§ WHAT THE EXERCISE ASKS
Quote the material below verbatim, from the line containing "target | billowing cloud" up to and including its final line. Leave the pictures out of your answer.

## start TASK INPUT

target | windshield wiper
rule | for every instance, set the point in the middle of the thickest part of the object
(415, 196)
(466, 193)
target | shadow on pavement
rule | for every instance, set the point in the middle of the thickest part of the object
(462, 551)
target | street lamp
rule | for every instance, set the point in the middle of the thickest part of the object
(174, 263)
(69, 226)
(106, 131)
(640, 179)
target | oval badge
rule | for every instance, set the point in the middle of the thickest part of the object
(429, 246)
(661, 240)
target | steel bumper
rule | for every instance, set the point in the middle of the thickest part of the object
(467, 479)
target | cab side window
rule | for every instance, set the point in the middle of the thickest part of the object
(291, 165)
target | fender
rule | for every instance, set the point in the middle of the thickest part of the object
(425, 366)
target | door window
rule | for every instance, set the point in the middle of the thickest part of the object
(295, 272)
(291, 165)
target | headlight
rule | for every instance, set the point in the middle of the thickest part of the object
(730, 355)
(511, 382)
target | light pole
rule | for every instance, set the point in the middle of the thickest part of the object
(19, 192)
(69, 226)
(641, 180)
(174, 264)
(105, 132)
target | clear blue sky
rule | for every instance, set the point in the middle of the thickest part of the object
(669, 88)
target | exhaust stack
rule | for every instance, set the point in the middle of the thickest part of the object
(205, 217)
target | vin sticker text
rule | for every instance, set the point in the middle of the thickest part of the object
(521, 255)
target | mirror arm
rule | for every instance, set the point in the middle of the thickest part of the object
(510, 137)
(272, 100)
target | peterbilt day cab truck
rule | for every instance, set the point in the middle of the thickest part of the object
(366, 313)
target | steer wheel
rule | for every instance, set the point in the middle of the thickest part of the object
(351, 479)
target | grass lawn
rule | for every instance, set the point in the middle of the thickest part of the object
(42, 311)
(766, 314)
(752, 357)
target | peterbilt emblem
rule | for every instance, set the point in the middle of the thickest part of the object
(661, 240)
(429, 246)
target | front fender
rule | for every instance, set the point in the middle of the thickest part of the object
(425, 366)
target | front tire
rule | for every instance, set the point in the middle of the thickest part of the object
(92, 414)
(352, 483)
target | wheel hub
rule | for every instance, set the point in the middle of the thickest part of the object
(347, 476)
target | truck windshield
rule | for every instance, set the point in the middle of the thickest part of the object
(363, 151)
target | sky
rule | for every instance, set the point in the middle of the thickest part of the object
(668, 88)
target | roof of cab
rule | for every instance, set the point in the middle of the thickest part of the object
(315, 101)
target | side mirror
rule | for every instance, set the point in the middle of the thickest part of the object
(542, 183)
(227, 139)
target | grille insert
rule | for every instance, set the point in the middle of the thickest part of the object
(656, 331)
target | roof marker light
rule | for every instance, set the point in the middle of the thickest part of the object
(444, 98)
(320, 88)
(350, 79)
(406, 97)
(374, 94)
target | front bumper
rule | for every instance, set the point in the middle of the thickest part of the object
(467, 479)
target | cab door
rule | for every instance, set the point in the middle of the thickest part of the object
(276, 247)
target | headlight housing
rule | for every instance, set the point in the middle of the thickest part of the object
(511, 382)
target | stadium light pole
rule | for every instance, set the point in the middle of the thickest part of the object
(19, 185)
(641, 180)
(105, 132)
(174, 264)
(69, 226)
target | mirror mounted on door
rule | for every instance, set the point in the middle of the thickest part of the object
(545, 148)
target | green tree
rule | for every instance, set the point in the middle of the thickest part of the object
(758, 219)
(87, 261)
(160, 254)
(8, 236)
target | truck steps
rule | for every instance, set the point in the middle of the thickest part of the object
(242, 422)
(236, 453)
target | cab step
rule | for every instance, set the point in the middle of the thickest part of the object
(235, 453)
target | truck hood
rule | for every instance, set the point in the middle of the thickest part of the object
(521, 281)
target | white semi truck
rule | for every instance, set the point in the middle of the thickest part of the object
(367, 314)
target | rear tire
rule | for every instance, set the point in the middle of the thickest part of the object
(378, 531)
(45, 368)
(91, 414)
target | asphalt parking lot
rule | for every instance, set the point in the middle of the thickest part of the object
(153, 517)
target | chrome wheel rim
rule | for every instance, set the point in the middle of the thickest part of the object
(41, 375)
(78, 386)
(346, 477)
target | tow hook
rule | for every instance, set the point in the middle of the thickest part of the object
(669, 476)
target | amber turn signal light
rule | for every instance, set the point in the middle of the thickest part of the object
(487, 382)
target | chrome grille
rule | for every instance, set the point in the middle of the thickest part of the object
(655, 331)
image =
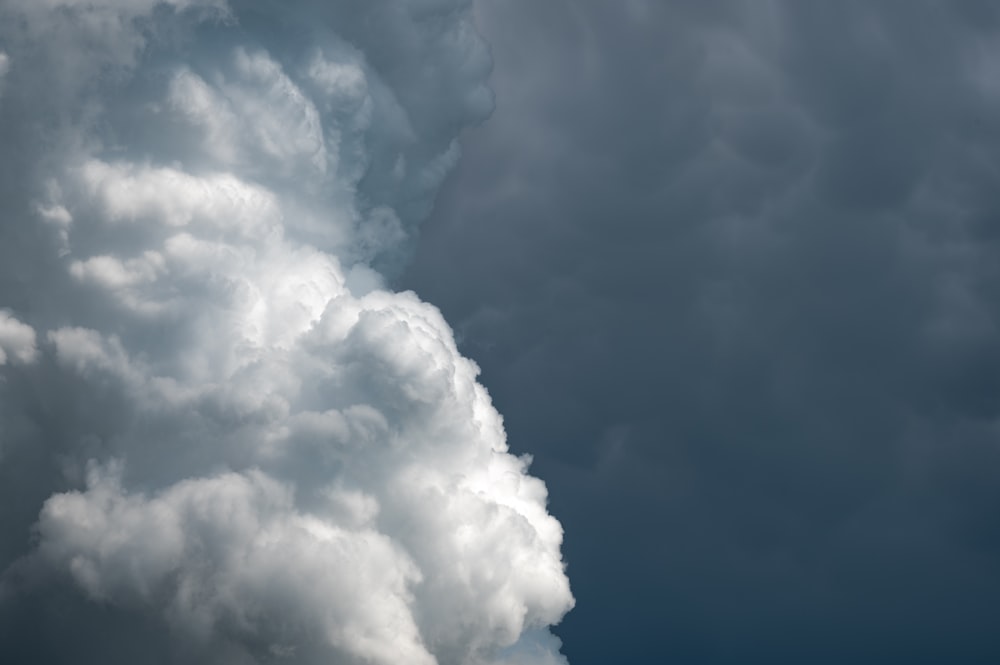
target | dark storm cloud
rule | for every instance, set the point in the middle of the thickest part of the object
(731, 270)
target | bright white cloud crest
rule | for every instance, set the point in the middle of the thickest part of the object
(258, 444)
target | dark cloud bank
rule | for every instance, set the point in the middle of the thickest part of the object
(731, 271)
(222, 438)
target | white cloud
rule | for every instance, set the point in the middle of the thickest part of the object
(281, 458)
(17, 340)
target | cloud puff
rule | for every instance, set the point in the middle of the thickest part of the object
(17, 340)
(245, 437)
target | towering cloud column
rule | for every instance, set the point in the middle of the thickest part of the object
(218, 429)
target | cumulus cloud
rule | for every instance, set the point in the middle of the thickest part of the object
(234, 429)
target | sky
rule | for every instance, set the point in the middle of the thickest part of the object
(499, 332)
(731, 271)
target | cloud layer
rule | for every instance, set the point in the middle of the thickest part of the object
(730, 269)
(216, 421)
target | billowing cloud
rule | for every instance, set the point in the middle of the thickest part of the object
(232, 430)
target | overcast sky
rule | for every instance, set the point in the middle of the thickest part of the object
(732, 272)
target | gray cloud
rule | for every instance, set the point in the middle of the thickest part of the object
(729, 270)
(223, 439)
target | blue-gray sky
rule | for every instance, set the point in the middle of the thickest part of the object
(731, 271)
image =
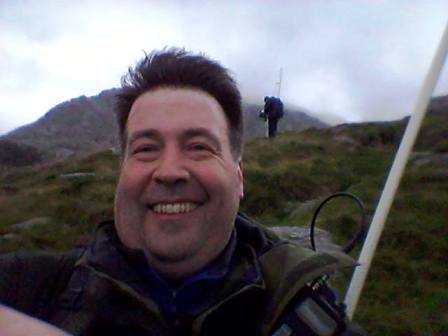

## end TASK INPUT

§ EXERCISE ANSWER
target | billowing cloud
rule | for every instance, set the point in the middle of the thickest part of the object
(232, 430)
target | overcast sky
rule | for every instance, set the point in the middle of the thickest part of the object
(732, 272)
target | gray cloud
rule | for every instance, set the point in the middle of the thickest part of the object
(729, 270)
(223, 439)
target | blue-gray sky
rule | for every instance, set the point in the middle of the thickest part of the object
(731, 271)
image =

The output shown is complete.